** Opening Extracted text block **

TCS Says Worst Is Over After Pandemic Hits Q1 Results
Tata Consultancy Services Ltd.’s quarterly profit declined more than expected as delays in project execution and a shift to work from home due to the Covid-19 pandemic weighed on operations.
Net profit of India’s largest software services exporter fell 13% sequentially to Rs 7,049 crore in the April-June period, according to an exchange filing. That compares with the Rs 7,694-crore consensus estimate of analysts tracked by Bloomberg.
- Revenue fell 4.1% quarter-on-quarter to Rs 38,322 crore—lower than the estimated Rs 38,910 crore.
- Dollar revenue fell 7% to $5,060 million.
- Operating profit fell 9.7% to Rs 9,432 crore.
- Margin narrowed to 23.6% from 25.1%.
All economic activities, barring essential services, came to a halt in April and May as the novel coronavirus outbreak forced India to impose the world’s biggest lockdown for over two months. That led to a rise in costs for IT firms as most employees worked from home.

** Closing Extracted text block **
** Opening Data supplied block **

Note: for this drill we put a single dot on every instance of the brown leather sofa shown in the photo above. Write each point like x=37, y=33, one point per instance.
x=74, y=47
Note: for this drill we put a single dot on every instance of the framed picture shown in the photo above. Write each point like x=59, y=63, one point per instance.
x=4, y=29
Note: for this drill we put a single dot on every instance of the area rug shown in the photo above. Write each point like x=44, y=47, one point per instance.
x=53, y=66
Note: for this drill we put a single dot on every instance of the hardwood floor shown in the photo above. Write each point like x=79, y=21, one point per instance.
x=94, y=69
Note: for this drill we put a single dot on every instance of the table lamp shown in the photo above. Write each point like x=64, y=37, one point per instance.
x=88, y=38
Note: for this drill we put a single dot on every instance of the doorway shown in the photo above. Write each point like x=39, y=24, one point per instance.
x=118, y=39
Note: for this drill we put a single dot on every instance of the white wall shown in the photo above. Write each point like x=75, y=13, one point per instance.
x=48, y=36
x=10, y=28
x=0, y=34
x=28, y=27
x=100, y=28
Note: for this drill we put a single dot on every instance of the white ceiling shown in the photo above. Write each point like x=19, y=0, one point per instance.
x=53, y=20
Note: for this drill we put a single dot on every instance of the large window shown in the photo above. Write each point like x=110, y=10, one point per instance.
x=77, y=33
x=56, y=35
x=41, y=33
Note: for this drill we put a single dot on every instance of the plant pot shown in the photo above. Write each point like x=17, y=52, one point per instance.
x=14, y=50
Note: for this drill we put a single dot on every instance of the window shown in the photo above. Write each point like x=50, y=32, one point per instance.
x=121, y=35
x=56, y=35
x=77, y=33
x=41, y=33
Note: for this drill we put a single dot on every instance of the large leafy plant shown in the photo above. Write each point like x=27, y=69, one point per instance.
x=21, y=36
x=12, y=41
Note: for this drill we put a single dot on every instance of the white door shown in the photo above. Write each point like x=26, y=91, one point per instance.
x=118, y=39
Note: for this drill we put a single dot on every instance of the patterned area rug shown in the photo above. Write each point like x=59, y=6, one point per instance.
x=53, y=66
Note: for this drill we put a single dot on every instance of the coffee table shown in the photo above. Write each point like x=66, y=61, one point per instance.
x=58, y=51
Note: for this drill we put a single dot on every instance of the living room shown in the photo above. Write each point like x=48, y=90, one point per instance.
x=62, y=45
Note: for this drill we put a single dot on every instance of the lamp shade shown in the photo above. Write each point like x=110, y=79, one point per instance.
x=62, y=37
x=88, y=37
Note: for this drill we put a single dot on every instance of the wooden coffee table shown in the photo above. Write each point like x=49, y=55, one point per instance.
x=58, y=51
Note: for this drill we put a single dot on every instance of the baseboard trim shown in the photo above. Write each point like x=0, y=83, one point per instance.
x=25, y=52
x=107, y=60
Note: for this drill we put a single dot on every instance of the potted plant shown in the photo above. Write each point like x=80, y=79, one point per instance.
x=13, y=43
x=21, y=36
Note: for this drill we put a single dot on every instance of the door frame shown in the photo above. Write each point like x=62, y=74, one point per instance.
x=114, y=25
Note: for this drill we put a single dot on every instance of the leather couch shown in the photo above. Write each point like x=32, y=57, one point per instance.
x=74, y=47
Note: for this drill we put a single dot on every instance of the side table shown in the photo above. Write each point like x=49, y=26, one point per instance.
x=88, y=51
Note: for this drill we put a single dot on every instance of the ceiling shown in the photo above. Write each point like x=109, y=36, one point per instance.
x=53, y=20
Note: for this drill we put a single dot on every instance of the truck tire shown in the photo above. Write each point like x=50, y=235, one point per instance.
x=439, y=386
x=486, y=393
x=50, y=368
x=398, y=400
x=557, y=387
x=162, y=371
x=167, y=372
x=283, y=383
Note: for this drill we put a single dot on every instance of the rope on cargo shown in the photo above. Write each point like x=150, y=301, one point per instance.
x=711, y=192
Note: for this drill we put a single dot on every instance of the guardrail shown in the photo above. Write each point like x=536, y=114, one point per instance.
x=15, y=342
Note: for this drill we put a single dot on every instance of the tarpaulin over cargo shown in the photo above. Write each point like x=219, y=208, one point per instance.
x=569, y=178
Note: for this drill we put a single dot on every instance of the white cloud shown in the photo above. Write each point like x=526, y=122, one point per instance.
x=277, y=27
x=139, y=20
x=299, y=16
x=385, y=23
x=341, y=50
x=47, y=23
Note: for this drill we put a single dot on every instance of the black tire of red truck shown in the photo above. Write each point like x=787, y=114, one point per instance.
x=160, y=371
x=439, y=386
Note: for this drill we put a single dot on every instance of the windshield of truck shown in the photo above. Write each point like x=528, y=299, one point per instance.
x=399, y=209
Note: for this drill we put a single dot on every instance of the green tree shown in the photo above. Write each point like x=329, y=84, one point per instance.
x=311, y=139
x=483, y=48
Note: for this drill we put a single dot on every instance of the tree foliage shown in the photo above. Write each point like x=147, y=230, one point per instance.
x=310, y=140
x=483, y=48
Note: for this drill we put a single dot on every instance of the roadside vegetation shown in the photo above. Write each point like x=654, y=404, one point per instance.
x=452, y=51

** Closing Data supplied block **

Check your understanding ::
1 - Can you answer these questions from the article on TCS's first-quarter results?
(a) What was TCS's net profit for the April-June period?
(b) To what figure did the margin narrow?
(c) For how long did India's lockdown last?
2 - What does the article on TCS's first-quarter results say, in two sentences?
3 - Could you reproduce the article on TCS's first-quarter results between "Net profit of" and "worked from home.", inclusive?

Numbered responses ::
1 -
(a) Rs 7,049 crore.
(b) 23.6%, down from 25.1%.
(c) Over two months.

2 - Tata Consultancy Services' net profit for April-June fell 13% sequentially to Rs 7,049 crore, below the analysts' estimate of Rs 7,694 crore. Revenue, dollar revenue, operating profit and margin also fell, as project delays and the shift to work from home during India's Covid-19 lockdown weighed on operations and raised costs.

3 -
Net profit of India’s largest software services exporter fell 13% sequentially to Rs 7,049 crore in the April-June period, according to an exchange filing. That compares with the Rs 7,694-crore consensus estimate of analysts tracked by Bloomberg.
- Revenue fell 4.1% quarter-on-quarter to Rs 38,322 crore—lower than the estimated Rs 38,910 crore.
- Dollar revenue fell 7% to $5,060 million.
- Operating profit fell 9.7% to Rs 9,432 crore.
- Margin narrowed to 23.6% from 25.1%.
All economic activities, barring essential services, came to a halt in April and May as the novel coronavirus outbreak forced India to impose the world’s biggest lockdown for over two months. That led to a rise in costs for IT firms as most employees worked from home.